▶ [Given problem] Rewrite every line from the one holding "Return a point for each instance of the porch" through the end of the items, both included. Leave the lines without coordinates unchanged, and shift each coordinate in the answers by adding -33 to it.

▶ [Records provided]
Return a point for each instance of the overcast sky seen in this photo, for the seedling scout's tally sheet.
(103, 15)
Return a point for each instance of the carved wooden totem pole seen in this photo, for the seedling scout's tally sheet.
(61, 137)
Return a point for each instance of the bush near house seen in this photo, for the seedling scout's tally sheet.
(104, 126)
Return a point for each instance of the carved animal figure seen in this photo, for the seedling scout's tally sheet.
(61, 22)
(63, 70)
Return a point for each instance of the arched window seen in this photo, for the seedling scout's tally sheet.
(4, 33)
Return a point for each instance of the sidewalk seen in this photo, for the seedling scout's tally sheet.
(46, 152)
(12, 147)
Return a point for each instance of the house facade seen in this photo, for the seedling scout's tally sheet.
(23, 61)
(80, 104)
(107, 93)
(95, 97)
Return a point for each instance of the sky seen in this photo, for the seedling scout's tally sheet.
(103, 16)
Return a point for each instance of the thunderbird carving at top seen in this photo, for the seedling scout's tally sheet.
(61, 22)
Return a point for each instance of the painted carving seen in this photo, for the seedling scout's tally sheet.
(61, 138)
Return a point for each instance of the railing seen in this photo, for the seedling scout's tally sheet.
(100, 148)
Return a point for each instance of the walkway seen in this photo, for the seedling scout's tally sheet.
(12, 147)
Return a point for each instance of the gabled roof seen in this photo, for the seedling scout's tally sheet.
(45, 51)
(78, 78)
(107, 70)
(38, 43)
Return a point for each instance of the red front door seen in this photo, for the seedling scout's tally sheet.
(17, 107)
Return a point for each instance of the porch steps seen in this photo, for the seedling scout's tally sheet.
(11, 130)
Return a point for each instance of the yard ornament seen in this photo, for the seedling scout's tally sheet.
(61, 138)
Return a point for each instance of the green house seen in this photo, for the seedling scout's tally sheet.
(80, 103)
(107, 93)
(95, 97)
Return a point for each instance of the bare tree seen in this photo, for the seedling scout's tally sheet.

▶ [Result of the task]
Return a point for each instance of the porch steps seen in this photo, for the seedling scout's tally sheet.
(-22, 97)
Return a point for each instance of the yard ornament seen in this photo, for the seedling scout's tally sheet.
(28, 105)
Return a point for each instance of the green house seen in this photo, for the seedling scout's tally sheet.
(47, 70)
(74, 60)
(62, 64)
Return a point for each instance of the bare tree seen in this photo, for the seedling scout's tally sheet.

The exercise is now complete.